▸ **PROBLEM REQUIREMENTS**:
Will you give back only the data between the lines holding "Can you see the forest in" and "column 474, row 343", inclusive, with each "Drop" swapped for "Place" and everything else left the same?

▸ **MATERIAL**:

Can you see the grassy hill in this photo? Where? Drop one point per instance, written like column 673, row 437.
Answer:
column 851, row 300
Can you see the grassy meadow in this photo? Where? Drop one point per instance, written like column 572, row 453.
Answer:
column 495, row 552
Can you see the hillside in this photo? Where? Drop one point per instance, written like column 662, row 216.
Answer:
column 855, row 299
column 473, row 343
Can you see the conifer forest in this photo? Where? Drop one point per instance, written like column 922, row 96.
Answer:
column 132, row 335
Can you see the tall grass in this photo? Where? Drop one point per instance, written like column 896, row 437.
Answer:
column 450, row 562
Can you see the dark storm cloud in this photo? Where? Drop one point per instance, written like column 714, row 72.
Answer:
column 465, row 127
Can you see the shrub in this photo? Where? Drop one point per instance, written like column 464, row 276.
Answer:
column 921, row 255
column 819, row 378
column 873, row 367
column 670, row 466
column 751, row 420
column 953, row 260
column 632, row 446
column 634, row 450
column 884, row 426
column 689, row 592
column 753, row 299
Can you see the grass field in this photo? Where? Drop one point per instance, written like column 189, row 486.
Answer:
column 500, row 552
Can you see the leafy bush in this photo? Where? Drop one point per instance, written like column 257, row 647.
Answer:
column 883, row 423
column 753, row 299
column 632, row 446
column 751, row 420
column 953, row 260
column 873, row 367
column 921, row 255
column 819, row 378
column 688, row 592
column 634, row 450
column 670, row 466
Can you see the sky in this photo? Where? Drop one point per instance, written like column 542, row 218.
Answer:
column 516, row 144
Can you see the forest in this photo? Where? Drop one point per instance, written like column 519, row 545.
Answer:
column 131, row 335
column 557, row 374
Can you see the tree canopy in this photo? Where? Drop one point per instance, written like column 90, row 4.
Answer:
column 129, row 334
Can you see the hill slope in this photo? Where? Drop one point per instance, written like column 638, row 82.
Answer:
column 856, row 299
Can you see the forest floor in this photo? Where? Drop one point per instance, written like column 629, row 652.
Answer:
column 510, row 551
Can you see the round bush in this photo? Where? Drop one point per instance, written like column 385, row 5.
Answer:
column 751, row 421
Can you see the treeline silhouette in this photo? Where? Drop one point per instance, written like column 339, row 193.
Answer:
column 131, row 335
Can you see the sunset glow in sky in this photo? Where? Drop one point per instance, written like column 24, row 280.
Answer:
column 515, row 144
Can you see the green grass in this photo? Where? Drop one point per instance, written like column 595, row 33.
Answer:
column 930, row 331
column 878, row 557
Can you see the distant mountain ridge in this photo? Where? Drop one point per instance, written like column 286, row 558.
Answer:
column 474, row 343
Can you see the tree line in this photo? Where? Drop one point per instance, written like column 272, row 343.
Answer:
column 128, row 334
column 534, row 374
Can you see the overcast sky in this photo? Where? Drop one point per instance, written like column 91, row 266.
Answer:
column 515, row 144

▸ **ANSWER FOR THE TASK**:
Can you see the forest in this photo? Where? Place one point per instance, written like column 519, row 545.
Answer:
column 131, row 335
column 557, row 374
Can you see the tree canopy in this photo? Where? Place one point per instance, written like column 90, row 4.
Answer:
column 129, row 334
Can you see the hill slope in this photo? Where? Place one point per instance, written like column 638, row 82.
Answer:
column 856, row 299
Can you see the forest floor in this photo? Where? Place one point per instance, written like column 629, row 652.
Answer:
column 510, row 551
Can you see the round bush in this photo? Where? Place one point per instance, written like column 385, row 5.
Answer:
column 751, row 421
Can you see the treeline silhouette in this photo? Where? Place one point per instance, written like column 339, row 193.
Answer:
column 131, row 335
Can you see the sunset glow in sky in this photo? Where? Place one point per instance, written like column 24, row 280.
Answer:
column 515, row 144
Can you see the green grass in this photo? Where? Place one point per instance, written like column 595, row 33.
Answer:
column 930, row 331
column 878, row 557
Can you see the distant mountain ridge in this photo? Where? Place one point per instance, written like column 286, row 558.
Answer:
column 474, row 343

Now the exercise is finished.